Goal of the exercise:
The answer must consist of every record below, transcribed exactly.

Material to process:
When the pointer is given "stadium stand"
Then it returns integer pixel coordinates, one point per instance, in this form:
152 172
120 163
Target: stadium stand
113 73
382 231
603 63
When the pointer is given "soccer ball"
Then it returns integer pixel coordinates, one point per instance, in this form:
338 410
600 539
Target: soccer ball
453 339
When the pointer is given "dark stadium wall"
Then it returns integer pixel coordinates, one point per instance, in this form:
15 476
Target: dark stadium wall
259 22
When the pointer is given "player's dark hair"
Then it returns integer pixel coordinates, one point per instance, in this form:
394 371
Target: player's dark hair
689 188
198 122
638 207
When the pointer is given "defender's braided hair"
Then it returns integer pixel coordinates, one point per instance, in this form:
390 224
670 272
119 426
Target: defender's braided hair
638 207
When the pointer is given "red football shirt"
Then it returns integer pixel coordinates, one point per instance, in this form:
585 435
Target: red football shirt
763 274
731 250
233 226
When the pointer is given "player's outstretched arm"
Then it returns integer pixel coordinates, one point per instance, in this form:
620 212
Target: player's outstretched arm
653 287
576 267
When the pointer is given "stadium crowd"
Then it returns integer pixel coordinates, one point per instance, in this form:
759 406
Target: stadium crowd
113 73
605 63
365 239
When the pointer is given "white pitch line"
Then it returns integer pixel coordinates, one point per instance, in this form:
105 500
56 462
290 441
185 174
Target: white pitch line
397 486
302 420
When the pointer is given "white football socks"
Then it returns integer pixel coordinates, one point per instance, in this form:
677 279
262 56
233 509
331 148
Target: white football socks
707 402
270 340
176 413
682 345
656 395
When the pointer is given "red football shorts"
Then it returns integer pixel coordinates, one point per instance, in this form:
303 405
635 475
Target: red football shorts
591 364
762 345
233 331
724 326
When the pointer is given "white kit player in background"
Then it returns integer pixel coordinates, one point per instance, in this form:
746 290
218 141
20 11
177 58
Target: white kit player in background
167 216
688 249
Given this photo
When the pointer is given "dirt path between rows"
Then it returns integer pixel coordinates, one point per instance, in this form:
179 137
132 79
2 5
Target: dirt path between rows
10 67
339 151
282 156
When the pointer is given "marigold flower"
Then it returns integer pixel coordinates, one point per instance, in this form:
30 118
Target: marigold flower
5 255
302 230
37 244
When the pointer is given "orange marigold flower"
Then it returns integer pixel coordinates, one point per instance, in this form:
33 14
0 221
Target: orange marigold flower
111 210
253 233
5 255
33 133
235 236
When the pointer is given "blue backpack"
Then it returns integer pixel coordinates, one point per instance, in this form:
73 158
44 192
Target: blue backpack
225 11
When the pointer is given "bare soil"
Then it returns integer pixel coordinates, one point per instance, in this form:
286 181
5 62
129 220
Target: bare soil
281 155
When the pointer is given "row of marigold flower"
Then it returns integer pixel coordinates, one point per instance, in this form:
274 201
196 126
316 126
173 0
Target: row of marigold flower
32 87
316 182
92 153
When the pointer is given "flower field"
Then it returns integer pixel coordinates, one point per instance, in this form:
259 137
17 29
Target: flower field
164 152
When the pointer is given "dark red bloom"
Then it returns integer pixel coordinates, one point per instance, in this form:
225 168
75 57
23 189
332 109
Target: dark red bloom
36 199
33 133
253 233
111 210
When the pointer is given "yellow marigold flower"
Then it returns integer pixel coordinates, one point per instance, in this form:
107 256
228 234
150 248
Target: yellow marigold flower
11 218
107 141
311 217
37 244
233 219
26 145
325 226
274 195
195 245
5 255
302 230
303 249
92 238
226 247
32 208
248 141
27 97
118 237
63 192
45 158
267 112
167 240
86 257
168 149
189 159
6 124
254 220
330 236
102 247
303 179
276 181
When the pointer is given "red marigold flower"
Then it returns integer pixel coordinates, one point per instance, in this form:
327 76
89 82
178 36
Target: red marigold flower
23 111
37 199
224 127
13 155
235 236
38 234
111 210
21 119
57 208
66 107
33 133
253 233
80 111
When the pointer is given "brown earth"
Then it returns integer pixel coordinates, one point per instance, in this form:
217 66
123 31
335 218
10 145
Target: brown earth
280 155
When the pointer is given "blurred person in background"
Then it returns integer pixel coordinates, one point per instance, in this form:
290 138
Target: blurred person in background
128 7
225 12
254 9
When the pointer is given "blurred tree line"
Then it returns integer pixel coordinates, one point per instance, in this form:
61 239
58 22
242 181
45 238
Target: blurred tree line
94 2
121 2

Your response:
When the pointer is given "stadium stand"
Then it returns integer pixel coordinates, one point per instance, in this form:
152 172
120 163
Target: stadium stand
113 73
382 231
603 63
When the pointer is given "soccer ball"
Then it returns integer pixel coordinates, one point per instance, in this form:
338 410
600 539
Target: soccer ball
453 339
When the pointer is given "dark stadium wall"
Then it returns integer pixel coordinates, one point per instance, in this form:
15 476
Target: dark stadium wall
259 22
When the pointer is given "player's dark hair"
Then it returns integer pixel coordinates, one point per instance, in this form:
394 371
Target: player's dark hair
689 188
198 122
638 207
When the pointer is given "defender's braided hair"
Then it returns integer pixel coordinates, one point per instance, in this form:
390 224
670 272
119 426
Target: defender's braided hair
638 207
When the pointer is given "red football shirt"
Then it returns integer pixel coordinates, one point per instance, in this form:
585 435
Target: red football shirt
763 274
731 250
233 226
When the pointer is given "player's outstretched arm"
Then it returns integer pixel coordinates, one point per instance, in this form:
620 212
Target: player's outstretched arm
653 287
576 267
When the pointer is given "stadium crowd"
Then it returns integer pixel coordinates, one point per instance, in this form:
759 406
Target: stadium crowd
113 73
605 63
365 239
When the pointer is given "white pitch line"
Then it returns integer pixel coordinates, one point per instance, in this form:
105 500
56 462
290 441
185 174
Target: white pitch line
397 486
302 420
When the pointer is given "white football socks"
Then it returns integer pixel coordinates, one point per instance, in this form:
677 279
262 56
233 509
331 148
Target: white football socks
707 402
270 340
176 413
682 345
656 395
When the pointer is given "red football shorts"
Then it returns integer pixel coordinates, one point per instance, in this form:
303 405
635 475
Target: red football shorts
591 364
762 345
233 331
724 326
When the pointer is given "white kit player in background"
Then it returns integer pixel coordinates, one point per instance, in this form:
746 290
218 141
20 11
177 58
Target: white kit player in background
167 216
688 249
Given this photo
When the pointer is given "dirt path between rows"
Then it returns integer pixel coordinates, one point per instance, in this form:
179 137
132 79
2 5
Target: dirt path between rows
10 67
339 151
282 156
When the pointer is given "marigold flower"
Then it returns integer pixel coordinates, one point per instance, in this form:
30 118
Target: marigold flower
5 255
302 230
37 244
When the pointer is given "orange marigold flower"
Then it returns integer pixel coordinates, one point per instance, in this form:
33 14
0 221
Target: orange marigold flower
111 210
253 233
5 255
33 133
235 236
When the pointer is given "blue backpack"
Then it returns integer pixel coordinates, one point per instance, in this form:
73 158
44 192
Target: blue backpack
225 11
When the pointer is given "bare soil"
Then it returns integer pixel coordinates, one point per instance, in this form:
286 181
5 62
129 220
Target: bare soil
281 155
When the pointer is given "row of marigold flower"
Then it returns integer pixel coordinates, one point per instance, in this form:
274 201
196 126
316 126
173 0
Target: row of marigold flower
32 87
316 182
92 153
When the pointer is given "flower field"
Then it returns integer pixel coordinates, one point per instance, in this form:
259 137
17 29
Target: flower field
164 152
When the pointer is given "dark red bloom"
Then it returns integer pixel coordinates, one point per instance, in this form:
225 168
75 57
23 189
332 109
Target: dark red bloom
36 199
33 133
253 233
111 210
When the pointer is given "yellow marigold flower"
Then it returns integer pixel coordinates, one point per instance, in this form:
107 256
228 234
150 248
Target: yellow marigold flower
11 218
107 141
311 217
37 244
233 219
26 145
325 226
274 195
195 245
5 255
302 230
303 249
92 238
226 247
32 208
248 141
27 97
118 237
63 192
45 158
267 112
167 240
86 257
168 149
189 159
6 124
254 220
330 236
102 247
303 179
276 181
When the pointer is given "red marigold flower"
Then it returns integer pixel coordinates, one point per instance, in this form:
327 76
89 82
178 36
Target: red marigold flower
23 111
37 199
224 127
13 155
235 236
38 234
111 210
21 119
57 208
66 107
33 133
253 233
80 111
When the pointer is given "brown earth"
Then it returns integer pixel coordinates, one point per instance, in this form:
217 66
123 31
335 218
10 145
Target: brown earth
280 155
When the pointer is given "blurred person in background"
Then it returns integer pixel coordinates, one point per instance, in this form:
290 138
Target: blurred person in background
128 7
225 12
254 9
When the pointer is given "blurred tree line"
Then it returns integer pixel coordinates, one point per instance, in this form:
61 239
58 22
242 181
45 238
Target: blurred tree line
94 2
121 2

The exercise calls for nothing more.